They can't start games. Closing isn't the problem. The Bulls always own the 4th quarter.


----------



## greekbullsfan (Oct 26, 2003)

finally bulls getting the calls


----------



## truebluefan (May 27, 2002)

Dont foul!!


----------



## BULLS23 (Apr 13, 2003)

Man these guys seem not to come and play until the second half . . . That's going to have to change.


----------



## The Krakken (Jul 17, 2002)

The middle of the game doesn't seem to be our malfunction. We seem to have trouble both starting and finishing them. That's something skiles has to figure out, and he'd better do it quickly.....


----------



## truebluefan (May 27, 2002)

another t/o? What happened?


----------



## T.Shock (Feb 11, 2003)

Annotated coordinate records:

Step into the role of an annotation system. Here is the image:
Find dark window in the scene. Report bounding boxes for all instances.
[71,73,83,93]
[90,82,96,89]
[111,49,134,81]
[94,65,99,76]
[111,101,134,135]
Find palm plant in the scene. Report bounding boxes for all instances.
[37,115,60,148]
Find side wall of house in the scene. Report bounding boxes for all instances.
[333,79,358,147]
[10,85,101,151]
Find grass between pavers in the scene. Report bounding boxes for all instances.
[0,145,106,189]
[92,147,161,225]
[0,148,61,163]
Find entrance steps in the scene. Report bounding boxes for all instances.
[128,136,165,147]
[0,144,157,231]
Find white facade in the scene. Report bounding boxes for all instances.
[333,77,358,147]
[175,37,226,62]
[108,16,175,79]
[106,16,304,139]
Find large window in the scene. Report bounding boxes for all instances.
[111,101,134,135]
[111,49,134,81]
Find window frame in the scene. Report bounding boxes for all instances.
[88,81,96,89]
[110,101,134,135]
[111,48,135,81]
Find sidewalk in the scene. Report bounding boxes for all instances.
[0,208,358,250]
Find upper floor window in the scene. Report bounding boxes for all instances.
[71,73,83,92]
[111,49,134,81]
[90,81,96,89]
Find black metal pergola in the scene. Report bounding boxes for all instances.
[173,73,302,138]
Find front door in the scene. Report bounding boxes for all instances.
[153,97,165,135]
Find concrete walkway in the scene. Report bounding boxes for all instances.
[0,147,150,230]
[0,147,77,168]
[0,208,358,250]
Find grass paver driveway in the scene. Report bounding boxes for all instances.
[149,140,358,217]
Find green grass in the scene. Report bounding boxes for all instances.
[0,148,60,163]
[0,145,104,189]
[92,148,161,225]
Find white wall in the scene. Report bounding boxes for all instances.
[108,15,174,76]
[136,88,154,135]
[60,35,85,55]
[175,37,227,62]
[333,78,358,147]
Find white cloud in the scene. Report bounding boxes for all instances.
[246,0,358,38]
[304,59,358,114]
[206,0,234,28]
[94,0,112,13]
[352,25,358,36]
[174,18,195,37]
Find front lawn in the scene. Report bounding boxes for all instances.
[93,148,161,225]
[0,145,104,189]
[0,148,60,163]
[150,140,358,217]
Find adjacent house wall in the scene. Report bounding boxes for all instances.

■ Required actions
A. Translate this sentence from the basketball forum thread into Spanish: "The Bulls always own the 4th quarter."
B. Copy out word for word the lines of the rows, starting at the line that contains "Find upper floor" and ending at the line that contains "[333,78,358,147]".

■ Answers
A. Los Bulls siempre dominan el cuarto periodo.

B.
Find upper floor window in the scene. Report bounding boxes for all instances.
[71,73,83,92]
[111,49,134,81]
[90,81,96,89]
Find black metal pergola in the scene. Report bounding boxes for all instances.
[173,73,302,138]
Find front door in the scene. Report bounding boxes for all instances.
[153,97,165,135]
Find concrete walkway in the scene. Report bounding boxes for all instances.
[0,147,150,230]
[0,147,77,168]
[0,208,358,250]
Find grass paver driveway in the scene. Report bounding boxes for all instances.
[149,140,358,217]
Find green grass in the scene. Report bounding boxes for all instances.
[0,148,60,163]
[0,145,104,189]
[92,148,161,225]
Find white wall in the scene. Report bounding boxes for all instances.
[108,15,174,76]
[136,88,154,135]
[60,35,85,55]
[175,37,227,62]
[333,78,358,147]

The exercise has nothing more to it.